- _WHAT YOU NEED TO DO_
Give the rows below as a numbered list with blank lines omitted, starting at the line containing "As a courtesy, could you identify the red compression" and ending after the line containing "[428,316,490,377]".

- _INFORMATION SUPPLIED_

—————

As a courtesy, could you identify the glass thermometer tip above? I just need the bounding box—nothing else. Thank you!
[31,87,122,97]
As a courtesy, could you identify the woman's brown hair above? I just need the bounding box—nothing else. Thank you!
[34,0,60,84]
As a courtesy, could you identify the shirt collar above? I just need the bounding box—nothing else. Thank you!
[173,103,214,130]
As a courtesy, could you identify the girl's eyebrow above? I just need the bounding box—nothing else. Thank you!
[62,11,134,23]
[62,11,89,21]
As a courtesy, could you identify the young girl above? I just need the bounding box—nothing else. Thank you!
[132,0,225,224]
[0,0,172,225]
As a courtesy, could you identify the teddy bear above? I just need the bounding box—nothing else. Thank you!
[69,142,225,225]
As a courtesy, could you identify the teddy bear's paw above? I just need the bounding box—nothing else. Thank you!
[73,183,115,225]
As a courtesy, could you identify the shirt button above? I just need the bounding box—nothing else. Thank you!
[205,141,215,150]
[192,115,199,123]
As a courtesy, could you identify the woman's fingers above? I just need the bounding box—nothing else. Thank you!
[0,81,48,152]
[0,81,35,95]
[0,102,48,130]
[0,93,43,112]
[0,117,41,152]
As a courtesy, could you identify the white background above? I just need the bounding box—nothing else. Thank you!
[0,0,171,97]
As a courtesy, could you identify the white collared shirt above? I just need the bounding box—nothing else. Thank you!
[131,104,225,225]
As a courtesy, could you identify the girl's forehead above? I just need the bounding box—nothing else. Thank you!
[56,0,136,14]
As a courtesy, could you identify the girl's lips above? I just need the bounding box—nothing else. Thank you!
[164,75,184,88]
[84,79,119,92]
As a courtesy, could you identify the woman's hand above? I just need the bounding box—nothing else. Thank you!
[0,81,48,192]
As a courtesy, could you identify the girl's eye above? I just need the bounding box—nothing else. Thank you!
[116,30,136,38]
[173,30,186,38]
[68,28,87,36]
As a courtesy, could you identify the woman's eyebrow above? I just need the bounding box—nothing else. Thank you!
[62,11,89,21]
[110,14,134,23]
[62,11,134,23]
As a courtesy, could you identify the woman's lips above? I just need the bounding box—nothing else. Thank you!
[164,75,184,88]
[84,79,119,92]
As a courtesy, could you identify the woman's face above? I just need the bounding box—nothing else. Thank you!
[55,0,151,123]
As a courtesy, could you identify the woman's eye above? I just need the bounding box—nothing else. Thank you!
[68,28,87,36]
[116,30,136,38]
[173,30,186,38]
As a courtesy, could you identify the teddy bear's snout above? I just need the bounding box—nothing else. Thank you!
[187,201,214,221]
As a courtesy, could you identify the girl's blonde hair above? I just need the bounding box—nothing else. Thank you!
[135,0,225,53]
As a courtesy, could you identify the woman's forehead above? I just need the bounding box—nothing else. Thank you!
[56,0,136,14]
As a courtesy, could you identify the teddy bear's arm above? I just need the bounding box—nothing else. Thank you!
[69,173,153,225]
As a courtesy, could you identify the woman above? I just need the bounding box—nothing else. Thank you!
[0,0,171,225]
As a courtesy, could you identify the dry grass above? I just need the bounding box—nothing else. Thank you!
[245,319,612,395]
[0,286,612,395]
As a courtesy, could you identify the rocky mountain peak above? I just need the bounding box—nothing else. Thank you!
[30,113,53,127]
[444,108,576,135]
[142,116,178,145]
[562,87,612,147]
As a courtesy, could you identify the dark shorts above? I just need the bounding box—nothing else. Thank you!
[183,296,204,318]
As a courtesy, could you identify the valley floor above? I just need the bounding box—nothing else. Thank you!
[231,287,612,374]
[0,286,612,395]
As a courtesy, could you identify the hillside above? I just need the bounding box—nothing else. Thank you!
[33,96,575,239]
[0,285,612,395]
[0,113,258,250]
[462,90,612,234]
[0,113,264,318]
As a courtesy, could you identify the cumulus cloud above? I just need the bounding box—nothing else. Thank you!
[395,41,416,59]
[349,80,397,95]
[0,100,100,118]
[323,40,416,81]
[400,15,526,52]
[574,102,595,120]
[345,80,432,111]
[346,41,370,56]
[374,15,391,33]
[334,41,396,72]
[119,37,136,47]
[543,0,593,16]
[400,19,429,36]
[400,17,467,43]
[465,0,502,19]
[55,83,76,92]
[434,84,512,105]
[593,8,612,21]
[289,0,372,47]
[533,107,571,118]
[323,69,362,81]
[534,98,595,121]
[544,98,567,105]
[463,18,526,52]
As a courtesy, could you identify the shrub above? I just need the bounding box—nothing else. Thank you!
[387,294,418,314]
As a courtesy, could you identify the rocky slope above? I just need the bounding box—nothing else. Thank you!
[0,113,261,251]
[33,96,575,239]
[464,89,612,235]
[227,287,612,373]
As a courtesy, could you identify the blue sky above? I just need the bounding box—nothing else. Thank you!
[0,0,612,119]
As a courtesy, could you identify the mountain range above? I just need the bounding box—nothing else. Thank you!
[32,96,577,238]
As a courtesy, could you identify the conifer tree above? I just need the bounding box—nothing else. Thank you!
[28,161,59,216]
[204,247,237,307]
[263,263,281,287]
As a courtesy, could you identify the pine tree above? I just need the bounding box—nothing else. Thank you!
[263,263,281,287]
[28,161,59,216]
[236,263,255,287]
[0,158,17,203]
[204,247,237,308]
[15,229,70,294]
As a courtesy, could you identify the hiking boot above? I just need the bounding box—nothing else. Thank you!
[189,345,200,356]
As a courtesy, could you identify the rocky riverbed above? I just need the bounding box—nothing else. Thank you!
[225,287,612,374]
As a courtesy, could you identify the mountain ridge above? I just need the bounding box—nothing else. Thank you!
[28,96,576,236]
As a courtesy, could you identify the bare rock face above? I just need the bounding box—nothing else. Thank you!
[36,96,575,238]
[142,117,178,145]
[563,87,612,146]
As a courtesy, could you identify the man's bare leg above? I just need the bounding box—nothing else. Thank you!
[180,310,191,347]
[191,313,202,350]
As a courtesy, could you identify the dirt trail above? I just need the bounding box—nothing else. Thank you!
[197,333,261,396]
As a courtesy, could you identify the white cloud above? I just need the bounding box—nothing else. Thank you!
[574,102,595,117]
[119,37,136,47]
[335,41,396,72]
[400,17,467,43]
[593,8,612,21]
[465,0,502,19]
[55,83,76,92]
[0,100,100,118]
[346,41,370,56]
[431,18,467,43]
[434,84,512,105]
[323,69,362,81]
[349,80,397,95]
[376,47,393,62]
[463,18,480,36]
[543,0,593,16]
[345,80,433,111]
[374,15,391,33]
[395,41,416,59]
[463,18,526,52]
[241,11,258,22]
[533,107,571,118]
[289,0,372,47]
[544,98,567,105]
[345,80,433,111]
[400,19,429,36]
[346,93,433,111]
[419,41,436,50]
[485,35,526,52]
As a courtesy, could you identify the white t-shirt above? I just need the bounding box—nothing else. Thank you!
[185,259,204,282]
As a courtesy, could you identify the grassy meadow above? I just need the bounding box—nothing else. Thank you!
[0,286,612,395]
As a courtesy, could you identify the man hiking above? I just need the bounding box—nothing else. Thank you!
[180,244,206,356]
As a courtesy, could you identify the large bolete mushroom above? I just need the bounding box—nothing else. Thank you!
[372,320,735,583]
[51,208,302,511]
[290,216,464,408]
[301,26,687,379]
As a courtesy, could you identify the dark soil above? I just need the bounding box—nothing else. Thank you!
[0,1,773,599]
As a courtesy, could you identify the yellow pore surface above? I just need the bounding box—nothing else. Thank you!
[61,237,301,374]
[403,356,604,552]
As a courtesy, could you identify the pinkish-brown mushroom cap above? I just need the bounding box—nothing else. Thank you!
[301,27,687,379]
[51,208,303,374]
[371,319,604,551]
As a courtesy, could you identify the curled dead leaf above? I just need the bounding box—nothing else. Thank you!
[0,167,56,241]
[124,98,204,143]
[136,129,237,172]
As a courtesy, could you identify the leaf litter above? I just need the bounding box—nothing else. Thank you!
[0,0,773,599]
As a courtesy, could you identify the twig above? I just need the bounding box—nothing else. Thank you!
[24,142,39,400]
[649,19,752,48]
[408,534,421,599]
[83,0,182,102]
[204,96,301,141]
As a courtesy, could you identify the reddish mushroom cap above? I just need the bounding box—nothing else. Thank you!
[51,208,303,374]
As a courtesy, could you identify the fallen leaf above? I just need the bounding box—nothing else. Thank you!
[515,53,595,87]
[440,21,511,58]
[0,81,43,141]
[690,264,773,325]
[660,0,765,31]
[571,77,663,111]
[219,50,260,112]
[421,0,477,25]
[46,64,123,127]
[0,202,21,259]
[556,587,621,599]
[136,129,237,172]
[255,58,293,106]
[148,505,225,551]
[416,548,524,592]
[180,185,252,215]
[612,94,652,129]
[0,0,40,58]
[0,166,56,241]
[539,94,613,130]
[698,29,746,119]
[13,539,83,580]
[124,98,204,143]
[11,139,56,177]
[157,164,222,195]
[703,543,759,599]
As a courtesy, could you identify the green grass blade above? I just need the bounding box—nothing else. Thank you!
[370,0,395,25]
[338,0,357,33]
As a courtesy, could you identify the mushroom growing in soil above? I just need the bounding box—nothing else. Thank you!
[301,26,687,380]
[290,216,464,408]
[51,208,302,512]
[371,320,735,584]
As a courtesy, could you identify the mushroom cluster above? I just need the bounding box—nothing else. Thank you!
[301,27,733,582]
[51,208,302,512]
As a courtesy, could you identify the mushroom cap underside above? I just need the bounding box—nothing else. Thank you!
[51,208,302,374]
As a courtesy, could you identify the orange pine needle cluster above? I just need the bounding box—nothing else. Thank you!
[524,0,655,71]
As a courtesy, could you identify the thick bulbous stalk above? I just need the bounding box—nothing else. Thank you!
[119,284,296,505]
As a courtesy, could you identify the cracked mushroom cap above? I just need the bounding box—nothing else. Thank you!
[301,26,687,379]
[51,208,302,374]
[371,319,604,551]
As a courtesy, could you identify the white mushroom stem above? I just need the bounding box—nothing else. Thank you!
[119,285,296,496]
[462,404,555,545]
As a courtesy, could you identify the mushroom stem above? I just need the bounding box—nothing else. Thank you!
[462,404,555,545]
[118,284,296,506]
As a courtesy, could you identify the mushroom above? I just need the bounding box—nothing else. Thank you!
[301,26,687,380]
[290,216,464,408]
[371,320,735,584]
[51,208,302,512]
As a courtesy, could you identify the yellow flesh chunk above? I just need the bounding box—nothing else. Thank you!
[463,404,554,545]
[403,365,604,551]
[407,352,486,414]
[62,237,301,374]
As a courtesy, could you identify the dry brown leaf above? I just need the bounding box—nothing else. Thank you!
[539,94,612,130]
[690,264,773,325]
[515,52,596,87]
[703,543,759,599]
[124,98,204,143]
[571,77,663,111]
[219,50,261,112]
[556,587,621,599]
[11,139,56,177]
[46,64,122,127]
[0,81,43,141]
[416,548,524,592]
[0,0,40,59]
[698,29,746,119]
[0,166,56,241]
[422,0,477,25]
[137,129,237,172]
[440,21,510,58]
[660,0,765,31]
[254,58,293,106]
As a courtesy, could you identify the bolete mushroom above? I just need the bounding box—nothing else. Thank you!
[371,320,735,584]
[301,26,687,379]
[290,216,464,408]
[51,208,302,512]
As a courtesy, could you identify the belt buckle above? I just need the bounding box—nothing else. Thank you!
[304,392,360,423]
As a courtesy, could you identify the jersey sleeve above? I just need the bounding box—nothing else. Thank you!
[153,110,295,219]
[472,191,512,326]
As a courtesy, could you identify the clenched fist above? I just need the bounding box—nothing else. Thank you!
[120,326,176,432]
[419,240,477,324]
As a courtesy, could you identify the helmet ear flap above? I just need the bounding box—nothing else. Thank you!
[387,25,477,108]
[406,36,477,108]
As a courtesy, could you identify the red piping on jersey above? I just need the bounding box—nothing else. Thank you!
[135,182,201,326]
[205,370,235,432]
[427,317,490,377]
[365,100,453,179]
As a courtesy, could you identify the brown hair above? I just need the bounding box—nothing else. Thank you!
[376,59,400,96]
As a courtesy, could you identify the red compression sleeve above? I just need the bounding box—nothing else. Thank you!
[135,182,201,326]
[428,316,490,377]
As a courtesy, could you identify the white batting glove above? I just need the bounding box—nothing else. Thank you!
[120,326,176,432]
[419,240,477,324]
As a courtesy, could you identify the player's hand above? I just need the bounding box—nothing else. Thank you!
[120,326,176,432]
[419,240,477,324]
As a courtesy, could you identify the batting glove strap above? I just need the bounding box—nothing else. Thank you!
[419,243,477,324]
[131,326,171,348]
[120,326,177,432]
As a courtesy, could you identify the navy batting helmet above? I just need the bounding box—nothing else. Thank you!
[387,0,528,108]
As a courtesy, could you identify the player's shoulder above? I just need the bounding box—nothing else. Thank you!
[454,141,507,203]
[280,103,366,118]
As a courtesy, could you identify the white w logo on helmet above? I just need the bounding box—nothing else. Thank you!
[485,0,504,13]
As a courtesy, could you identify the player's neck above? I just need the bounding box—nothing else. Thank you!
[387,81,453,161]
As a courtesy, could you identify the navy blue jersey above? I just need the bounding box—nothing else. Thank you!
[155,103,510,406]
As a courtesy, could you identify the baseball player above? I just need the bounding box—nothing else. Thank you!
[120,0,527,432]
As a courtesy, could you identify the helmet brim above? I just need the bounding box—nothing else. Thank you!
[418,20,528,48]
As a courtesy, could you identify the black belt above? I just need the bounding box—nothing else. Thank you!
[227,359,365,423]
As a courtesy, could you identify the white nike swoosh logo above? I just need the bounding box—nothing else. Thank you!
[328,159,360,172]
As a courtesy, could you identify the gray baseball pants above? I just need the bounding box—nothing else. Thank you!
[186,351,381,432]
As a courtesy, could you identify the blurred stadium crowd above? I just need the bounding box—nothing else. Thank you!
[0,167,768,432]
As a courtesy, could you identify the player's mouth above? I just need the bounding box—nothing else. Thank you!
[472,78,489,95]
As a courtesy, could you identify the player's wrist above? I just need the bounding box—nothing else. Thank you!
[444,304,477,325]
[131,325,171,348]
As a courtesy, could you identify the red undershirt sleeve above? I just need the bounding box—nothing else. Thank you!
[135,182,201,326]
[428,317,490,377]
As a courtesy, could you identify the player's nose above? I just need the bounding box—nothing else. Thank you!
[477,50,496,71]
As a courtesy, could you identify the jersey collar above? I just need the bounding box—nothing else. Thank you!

—————

- _OUTPUT OF THE EXERCISE_
1. As a courtesy, could you identify the red compression sleeve above? I just need the bounding box—nothing else. Thank you!
2. [135,182,201,326]
3. [428,316,490,377]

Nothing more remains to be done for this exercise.